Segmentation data
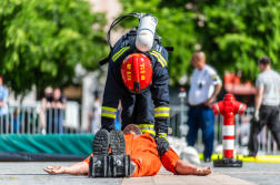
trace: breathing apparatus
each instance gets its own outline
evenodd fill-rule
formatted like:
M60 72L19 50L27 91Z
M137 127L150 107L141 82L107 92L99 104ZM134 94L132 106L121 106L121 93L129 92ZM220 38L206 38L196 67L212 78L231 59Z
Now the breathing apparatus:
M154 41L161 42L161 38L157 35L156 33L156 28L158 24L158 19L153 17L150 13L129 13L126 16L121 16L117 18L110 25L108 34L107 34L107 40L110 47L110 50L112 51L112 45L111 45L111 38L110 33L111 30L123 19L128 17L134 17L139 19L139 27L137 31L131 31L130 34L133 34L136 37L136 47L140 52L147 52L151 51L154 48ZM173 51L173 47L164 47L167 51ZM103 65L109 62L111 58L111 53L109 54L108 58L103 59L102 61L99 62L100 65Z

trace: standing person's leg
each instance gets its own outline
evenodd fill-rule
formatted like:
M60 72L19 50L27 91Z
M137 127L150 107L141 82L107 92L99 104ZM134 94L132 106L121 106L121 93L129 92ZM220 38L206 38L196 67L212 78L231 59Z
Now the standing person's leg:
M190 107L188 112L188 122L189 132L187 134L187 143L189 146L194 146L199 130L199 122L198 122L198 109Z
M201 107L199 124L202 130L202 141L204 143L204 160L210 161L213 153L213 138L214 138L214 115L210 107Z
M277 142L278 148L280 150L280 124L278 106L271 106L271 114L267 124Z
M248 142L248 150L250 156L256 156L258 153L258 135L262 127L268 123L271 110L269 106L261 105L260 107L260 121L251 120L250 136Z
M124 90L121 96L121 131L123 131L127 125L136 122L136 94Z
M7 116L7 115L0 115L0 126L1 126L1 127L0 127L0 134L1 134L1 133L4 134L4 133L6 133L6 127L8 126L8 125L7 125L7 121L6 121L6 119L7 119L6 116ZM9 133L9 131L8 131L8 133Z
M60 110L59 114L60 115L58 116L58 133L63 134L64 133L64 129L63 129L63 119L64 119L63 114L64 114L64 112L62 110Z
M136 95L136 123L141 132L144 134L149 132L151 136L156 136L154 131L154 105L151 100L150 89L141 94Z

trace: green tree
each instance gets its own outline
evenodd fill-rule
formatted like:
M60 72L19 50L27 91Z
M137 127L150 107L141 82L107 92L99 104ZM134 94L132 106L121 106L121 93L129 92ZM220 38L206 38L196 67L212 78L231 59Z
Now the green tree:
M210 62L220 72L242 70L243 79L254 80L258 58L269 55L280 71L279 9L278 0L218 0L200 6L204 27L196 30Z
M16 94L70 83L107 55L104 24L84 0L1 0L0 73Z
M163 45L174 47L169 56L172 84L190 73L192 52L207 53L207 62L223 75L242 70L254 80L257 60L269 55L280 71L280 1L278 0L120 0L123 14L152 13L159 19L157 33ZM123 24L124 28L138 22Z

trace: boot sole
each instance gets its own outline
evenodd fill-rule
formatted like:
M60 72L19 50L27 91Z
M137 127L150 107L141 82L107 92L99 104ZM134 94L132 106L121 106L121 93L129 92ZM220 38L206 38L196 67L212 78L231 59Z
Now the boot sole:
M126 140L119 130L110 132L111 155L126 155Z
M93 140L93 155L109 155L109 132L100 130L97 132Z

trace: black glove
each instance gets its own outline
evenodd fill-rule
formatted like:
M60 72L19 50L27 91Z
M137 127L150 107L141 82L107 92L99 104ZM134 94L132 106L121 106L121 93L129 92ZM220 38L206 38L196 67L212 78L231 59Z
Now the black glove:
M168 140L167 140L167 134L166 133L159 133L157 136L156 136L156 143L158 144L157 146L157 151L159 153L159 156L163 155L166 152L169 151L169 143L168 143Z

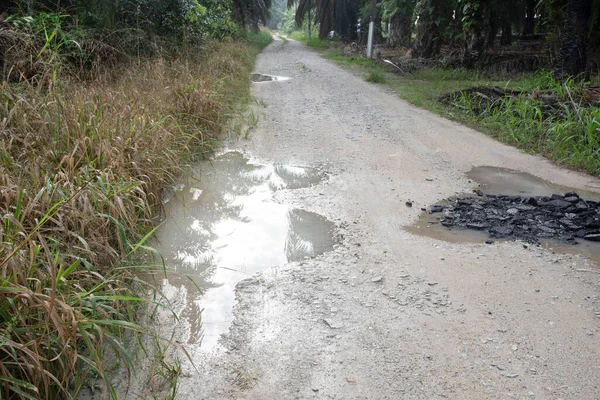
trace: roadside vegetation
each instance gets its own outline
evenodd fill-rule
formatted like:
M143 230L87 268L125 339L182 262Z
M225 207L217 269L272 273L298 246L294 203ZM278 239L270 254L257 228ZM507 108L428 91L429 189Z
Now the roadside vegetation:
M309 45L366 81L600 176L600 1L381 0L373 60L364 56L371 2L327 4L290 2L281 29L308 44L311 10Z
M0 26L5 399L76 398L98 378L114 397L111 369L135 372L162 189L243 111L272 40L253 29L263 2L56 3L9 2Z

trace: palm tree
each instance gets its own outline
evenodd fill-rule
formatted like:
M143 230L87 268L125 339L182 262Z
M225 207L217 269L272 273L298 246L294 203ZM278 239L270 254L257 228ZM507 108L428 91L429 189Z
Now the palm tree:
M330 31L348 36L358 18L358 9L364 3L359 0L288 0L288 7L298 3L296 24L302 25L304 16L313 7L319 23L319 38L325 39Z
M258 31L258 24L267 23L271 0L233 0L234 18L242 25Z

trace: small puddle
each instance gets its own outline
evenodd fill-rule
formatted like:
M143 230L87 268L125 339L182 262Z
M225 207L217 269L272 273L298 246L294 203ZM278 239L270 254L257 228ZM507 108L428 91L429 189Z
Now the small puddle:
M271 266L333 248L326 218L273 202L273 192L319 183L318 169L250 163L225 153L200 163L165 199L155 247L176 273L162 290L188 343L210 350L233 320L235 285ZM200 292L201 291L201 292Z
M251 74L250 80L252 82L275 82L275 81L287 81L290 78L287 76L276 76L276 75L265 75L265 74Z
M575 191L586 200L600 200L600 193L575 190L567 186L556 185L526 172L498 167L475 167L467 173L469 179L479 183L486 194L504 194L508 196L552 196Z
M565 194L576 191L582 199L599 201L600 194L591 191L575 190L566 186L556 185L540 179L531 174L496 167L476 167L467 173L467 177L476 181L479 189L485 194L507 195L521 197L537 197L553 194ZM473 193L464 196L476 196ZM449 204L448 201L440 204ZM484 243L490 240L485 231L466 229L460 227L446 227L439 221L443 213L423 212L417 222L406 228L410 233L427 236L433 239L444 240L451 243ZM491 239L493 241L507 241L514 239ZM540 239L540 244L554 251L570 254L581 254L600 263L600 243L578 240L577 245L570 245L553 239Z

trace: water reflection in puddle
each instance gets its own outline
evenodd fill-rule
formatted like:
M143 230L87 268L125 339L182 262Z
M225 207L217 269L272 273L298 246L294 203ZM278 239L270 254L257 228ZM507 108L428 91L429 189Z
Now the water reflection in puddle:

▶ _PROBLEM DESCRIPTION_: Reproduce all of the entries above word for word, leaving out the pictures.

▶ _RIGHT ANSWER_:
trace: breathing apparatus
each instance gets its own outline
evenodd fill-rule
formatted like:
M60 72L19 50L27 91Z
M137 127L150 107L141 82L107 92L99 104ZM134 94L132 106L121 106L121 93L129 92ZM220 38L206 38L196 67L212 78L231 59Z
Now the breathing apparatus:
M154 41L161 42L161 38L157 35L156 33L156 28L158 24L158 19L153 17L150 13L129 13L126 16L121 16L117 18L110 25L108 34L107 34L107 40L110 47L110 50L112 51L112 45L111 45L111 38L110 33L111 30L123 19L128 17L134 17L139 19L139 27L137 31L131 31L130 34L133 34L136 37L136 47L140 52L147 52L151 51L154 48ZM173 51L173 47L164 47L167 51ZM103 65L109 62L111 58L111 53L109 54L108 58L103 59L102 61L99 62L100 65Z

trace: standing person's leg
each instance gets its own outline
evenodd fill-rule
formatted like:
M60 72L19 50L27 91Z
M137 127L150 107L141 82L107 92L99 104ZM134 94L132 106L121 106L121 93L129 92ZM220 38L206 38L196 67L212 78L231 59Z
Now the standing person's leg:
M190 107L188 112L188 122L189 132L187 134L187 143L189 146L194 146L199 130L199 122L198 122L198 109Z
M201 107L199 124L202 130L202 141L204 143L204 160L210 161L213 153L213 138L214 138L214 115L210 107Z
M277 142L278 148L280 150L280 124L278 106L271 106L271 114L267 124Z
M248 142L248 150L250 156L256 156L258 153L258 135L262 127L268 123L271 110L269 106L261 105L260 107L260 121L251 120L250 136Z
M124 90L121 96L121 131L123 131L127 125L136 122L136 94Z
M7 116L7 115L0 115L0 126L1 126L1 127L0 127L0 134L1 134L1 133L4 134L4 133L6 133L6 127L8 126L8 125L7 125L7 121L6 121L6 119L7 119L6 116ZM9 133L9 131L8 131L8 133Z
M60 110L59 114L60 115L58 116L58 133L63 134L64 133L64 129L63 129L63 119L64 119L63 114L64 114L64 112L62 110Z
M136 95L136 123L141 132L144 134L149 132L151 136L156 136L154 131L154 105L151 100L150 89L141 94Z

trace: green tree
each instance gets its own outline
evenodd fill-rule
formatted like:
M60 72L19 50L27 91Z
M137 127L150 107L141 82L107 92L99 104ZM134 94L132 106L121 106L121 93L129 92ZM220 38L206 38L196 67L212 78L231 59Z
Now the green tree:
M210 62L220 72L242 70L243 79L254 80L258 58L269 55L280 71L279 9L278 0L218 0L200 6L204 27L196 30Z
M16 94L70 83L107 55L104 24L84 0L1 0L0 73Z
M163 45L174 47L169 56L172 84L190 73L192 52L207 53L207 62L223 75L242 70L254 80L257 60L269 55L280 71L280 1L278 0L120 0L123 14L152 13L159 19L157 33ZM123 24L124 28L138 22Z

trace: boot sole
each instance gets its own outline
evenodd fill-rule
formatted like:
M60 72L19 50L27 91Z
M137 127L150 107L141 82L107 92L99 104ZM134 94L132 106L121 106L121 93L129 92ZM220 38L206 38L196 67L212 78L231 59Z
Now the boot sole:
M126 140L119 130L110 132L111 155L126 155Z
M93 140L93 155L109 155L109 132L100 130L97 132Z

trace: black glove
each instance gets its own outline
evenodd fill-rule
formatted like:
M60 72L19 50L27 91Z
M137 127L150 107L141 82L107 92L99 104ZM134 94L132 106L121 106L121 93L129 92ZM220 38L206 38L196 67L212 78L231 59Z
Now the black glove:
M168 140L167 140L167 134L166 133L159 133L157 136L156 136L156 143L158 144L157 146L157 151L159 153L159 156L163 155L166 152L169 151L169 143L168 143Z

trace: roadside vegetation
each instance gets its own outline
evenodd fill-rule
formatted like:
M143 230L87 268L125 339L182 262Z
M225 207L217 269L272 273L298 246L294 203ZM278 239L270 254L257 228ZM507 108L428 91L429 189Z
Now the roadside vegetation:
M309 45L366 81L600 176L600 1L381 0L373 60L364 56L371 2L327 4L290 2L281 29L308 44L311 10Z
M0 26L5 399L76 398L98 378L114 397L111 369L135 372L162 189L243 111L272 40L253 29L263 2L56 3L9 2Z

trace: palm tree
each instance gets its own outline
evenodd fill-rule
formatted like:
M143 230L87 268L125 339L182 262Z
M225 207L217 269L272 273L298 246L294 203ZM278 239L270 254L257 228ZM507 108L428 91L429 189Z
Now the palm tree:
M330 31L348 36L358 18L358 9L364 3L359 0L288 0L288 7L298 3L296 24L302 25L304 16L313 7L319 23L319 38L325 39Z
M258 31L258 24L267 23L271 0L233 0L234 18L242 25Z

trace: small puddle
each instance gets its own outline
evenodd fill-rule
formatted like:
M143 230L87 268L125 339L182 262Z
M225 207L217 269L272 273L298 246L294 203ZM278 239L270 254L257 228ZM507 108L428 91L429 189Z
Now the small puddle:
M271 266L333 248L326 218L273 202L273 192L319 183L318 169L250 163L225 153L200 163L165 199L155 247L176 273L162 290L188 343L210 350L233 320L235 285ZM200 292L201 291L201 292Z
M251 74L250 80L252 82L275 82L275 81L287 81L290 78L287 76L276 76L276 75L265 75L265 74Z
M575 191L586 200L600 200L600 193L575 190L567 186L556 185L526 172L498 167L475 167L467 173L469 179L479 183L486 194L504 194L508 196L552 196Z
M565 194L576 191L582 199L599 201L600 194L591 191L575 190L566 186L556 185L540 179L531 174L496 167L476 167L467 173L467 177L476 181L479 189L485 194L507 195L521 197L537 197L553 194ZM473 193L464 196L476 196ZM449 204L448 201L440 204ZM484 243L490 240L485 231L466 229L460 227L446 227L439 221L443 213L423 212L417 222L406 228L410 233L427 236L433 239L444 240L451 243ZM491 239L493 241L507 241L514 239ZM540 239L540 244L554 251L570 254L581 254L600 263L600 243L578 240L577 245L570 245L553 239Z

trace: water reflection in puddle
each instance gets its own outline
evenodd fill-rule
formatted like:
M143 230L87 268L125 339L182 262Z
M225 207L217 269L272 273L298 246L294 203ZM278 239L270 254L257 228ZM507 108L428 91L429 189Z
Now the water reflection in puddle:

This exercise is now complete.